• [THE PROBLEM] Word for word, copy the line that contains "Each instance of the arched entrance" and each line after it in the data below. Pictures stay out of the copy.

• [MATERIALS PROVIDED]

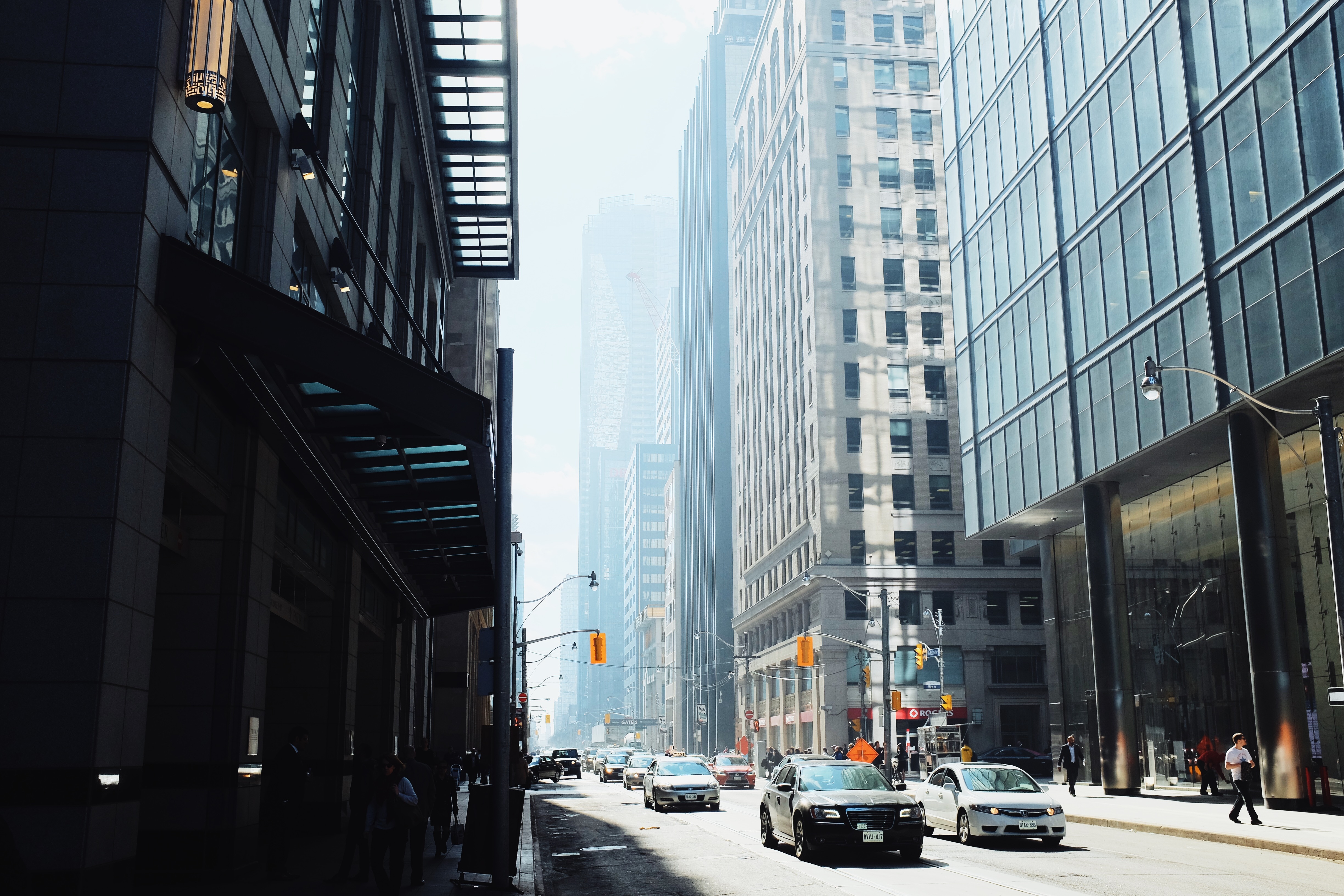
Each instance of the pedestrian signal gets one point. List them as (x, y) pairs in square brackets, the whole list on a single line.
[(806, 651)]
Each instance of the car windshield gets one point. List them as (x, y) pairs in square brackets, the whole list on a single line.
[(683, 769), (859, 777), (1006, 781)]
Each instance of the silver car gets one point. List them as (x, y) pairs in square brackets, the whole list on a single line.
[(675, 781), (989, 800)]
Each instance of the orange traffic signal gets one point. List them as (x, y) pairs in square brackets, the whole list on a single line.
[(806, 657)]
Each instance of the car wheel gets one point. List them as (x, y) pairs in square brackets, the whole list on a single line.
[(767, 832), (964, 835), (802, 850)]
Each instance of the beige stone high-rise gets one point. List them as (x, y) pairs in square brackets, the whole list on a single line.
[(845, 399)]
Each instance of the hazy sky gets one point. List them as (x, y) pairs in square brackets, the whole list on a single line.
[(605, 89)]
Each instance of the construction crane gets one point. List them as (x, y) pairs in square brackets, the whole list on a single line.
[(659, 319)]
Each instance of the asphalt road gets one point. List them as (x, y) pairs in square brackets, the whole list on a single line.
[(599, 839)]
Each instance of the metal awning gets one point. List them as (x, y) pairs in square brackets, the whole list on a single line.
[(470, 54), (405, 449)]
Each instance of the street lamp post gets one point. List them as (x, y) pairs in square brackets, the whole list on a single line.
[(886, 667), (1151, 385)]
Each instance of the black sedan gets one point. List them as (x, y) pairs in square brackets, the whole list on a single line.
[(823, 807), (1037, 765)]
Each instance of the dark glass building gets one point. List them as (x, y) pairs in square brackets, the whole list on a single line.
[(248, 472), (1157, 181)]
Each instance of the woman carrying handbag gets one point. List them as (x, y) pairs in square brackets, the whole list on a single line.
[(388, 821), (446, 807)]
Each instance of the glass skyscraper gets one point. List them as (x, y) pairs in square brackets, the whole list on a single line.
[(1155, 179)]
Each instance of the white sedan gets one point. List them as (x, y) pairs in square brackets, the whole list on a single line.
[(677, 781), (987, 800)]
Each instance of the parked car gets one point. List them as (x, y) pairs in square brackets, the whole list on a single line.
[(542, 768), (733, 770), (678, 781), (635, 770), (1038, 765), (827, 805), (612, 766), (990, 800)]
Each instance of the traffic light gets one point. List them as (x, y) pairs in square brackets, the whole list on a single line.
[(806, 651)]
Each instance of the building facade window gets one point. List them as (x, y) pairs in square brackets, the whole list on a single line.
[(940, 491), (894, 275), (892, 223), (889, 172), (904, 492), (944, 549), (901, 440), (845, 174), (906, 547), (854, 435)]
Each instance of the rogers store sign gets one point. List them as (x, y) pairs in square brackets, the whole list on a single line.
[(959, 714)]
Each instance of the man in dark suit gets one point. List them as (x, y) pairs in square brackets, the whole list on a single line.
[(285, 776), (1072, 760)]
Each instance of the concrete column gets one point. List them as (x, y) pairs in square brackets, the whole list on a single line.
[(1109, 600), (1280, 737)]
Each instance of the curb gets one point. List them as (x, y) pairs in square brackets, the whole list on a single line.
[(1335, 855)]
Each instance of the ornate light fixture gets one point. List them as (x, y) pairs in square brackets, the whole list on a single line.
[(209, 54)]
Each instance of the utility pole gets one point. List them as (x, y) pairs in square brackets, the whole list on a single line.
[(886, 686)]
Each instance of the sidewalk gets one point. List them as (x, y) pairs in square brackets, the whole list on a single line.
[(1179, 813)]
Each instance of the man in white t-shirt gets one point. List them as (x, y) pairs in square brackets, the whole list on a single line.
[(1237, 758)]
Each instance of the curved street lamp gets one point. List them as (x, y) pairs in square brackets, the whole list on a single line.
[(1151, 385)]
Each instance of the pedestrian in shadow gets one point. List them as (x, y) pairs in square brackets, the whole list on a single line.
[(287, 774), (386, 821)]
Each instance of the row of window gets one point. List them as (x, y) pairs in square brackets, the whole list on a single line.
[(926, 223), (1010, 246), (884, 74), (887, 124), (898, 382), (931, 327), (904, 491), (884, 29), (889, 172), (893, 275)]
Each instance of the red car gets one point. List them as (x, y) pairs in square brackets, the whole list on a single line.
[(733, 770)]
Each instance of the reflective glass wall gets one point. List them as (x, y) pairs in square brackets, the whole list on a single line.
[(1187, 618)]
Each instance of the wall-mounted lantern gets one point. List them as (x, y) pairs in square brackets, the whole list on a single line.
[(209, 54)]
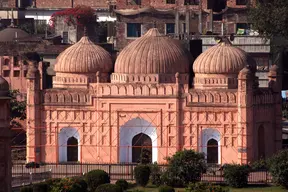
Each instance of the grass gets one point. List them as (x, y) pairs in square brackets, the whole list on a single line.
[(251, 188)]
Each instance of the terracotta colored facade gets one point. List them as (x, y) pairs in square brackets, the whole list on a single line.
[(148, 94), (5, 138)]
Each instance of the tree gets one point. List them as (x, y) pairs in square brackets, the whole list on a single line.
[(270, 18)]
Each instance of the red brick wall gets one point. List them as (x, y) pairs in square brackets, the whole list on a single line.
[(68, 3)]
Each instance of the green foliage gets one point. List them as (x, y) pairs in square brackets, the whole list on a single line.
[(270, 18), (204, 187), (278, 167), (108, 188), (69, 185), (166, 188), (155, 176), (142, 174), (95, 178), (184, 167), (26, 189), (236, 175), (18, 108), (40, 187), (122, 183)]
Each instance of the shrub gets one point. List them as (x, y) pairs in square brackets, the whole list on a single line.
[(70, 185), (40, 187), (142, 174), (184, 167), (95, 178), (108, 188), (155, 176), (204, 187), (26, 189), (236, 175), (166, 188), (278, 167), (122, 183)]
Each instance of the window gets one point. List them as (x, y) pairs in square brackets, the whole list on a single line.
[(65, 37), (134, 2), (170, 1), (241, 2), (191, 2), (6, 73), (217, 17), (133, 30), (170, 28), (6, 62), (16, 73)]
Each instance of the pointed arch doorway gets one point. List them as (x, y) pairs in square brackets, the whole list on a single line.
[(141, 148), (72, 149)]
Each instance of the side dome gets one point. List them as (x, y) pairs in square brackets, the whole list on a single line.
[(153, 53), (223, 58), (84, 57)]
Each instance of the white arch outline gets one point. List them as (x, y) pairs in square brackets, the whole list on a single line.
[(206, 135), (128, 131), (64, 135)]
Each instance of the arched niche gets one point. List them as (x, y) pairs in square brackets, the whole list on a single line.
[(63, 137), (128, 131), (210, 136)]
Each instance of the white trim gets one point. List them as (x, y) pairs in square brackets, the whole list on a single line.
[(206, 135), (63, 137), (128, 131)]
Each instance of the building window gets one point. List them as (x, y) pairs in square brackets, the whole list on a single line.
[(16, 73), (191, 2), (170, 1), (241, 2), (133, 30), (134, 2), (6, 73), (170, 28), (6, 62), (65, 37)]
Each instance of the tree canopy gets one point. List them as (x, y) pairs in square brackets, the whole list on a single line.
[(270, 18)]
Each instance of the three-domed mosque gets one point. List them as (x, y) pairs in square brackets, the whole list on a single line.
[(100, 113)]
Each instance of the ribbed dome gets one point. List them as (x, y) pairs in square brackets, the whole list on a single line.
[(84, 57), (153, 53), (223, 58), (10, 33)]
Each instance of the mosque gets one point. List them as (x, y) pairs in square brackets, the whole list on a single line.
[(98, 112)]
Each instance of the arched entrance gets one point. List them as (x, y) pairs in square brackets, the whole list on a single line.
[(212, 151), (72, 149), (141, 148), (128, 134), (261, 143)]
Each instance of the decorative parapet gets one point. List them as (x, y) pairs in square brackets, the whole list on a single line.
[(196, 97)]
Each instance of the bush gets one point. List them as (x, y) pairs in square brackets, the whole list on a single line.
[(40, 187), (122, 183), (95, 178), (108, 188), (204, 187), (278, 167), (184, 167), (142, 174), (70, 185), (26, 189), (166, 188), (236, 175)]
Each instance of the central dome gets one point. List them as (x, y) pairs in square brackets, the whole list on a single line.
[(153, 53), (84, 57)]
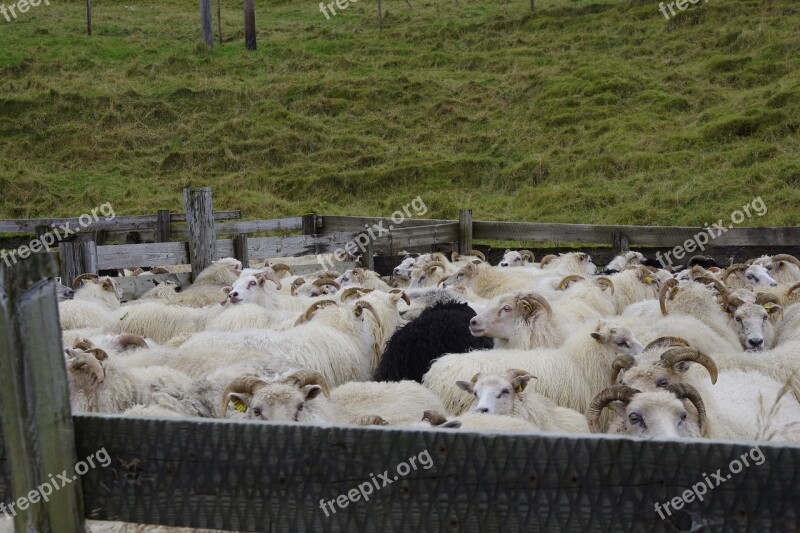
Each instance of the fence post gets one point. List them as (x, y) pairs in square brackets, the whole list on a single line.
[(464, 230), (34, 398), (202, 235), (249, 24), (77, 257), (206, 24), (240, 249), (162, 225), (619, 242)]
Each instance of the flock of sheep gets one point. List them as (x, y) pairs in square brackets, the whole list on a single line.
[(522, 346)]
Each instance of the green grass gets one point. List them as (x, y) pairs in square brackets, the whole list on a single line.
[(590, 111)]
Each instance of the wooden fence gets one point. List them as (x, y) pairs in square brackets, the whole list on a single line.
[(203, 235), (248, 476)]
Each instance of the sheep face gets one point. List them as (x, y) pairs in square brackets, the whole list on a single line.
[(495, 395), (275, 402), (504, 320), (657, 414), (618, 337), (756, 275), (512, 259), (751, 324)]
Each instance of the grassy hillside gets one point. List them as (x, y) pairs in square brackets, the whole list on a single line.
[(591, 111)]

• [SOLVED EXERCISE]
Each instance of the arched entrance gets one point. List them as (x, y) pairs in square brackets, the whole list on a single line.
[(212, 151), (72, 149), (141, 148), (128, 134), (261, 143)]
Each instance of the decorative parapet gets one point. List them as (x, y) pairs in square brackets, the whole list on a single line.
[(196, 97)]
Each instance of the bush gets one point. List them as (x, y) pairs in square brackets, the whole list on a single line.
[(40, 187), (122, 183), (95, 178), (108, 188), (204, 187), (278, 167), (184, 167), (142, 174), (70, 185), (26, 189), (166, 188), (236, 175)]
Each instance of the central dome gets one point. List them as (x, y) pairs in square brackets, the whole list on a single line.
[(153, 53), (84, 57)]
Each instance of the fence post gets one point. List them as (x, y) pairs in square brackets, the whole list on a single line.
[(464, 230), (34, 398), (202, 235), (249, 24), (77, 257), (206, 24), (240, 249), (162, 225), (619, 242)]
Each instance of the flock of sheep gets one point. List them as (x, y) pairs in square brackets, the whole list on a single line.
[(522, 346)]
Each instance of the green grass gets one point. List them as (x, y) pairs in square brackets, the whole list on a single line.
[(590, 111)]
Each instance of the wooden fence gets one point. List them as (x, y) pairs in square brackets, the whole list on a single line.
[(203, 235), (248, 476)]
Each instance of the sheep face gets one point. List them as (x, y) pairs in square brackets, the whole list on a single line.
[(495, 395), (275, 402), (504, 320), (657, 414), (618, 337), (756, 275), (512, 259), (751, 324)]
Each instance of the grassy hillside gets one point. List them as (x, y) pairs in square brackets, the whole list on a single line.
[(591, 111)]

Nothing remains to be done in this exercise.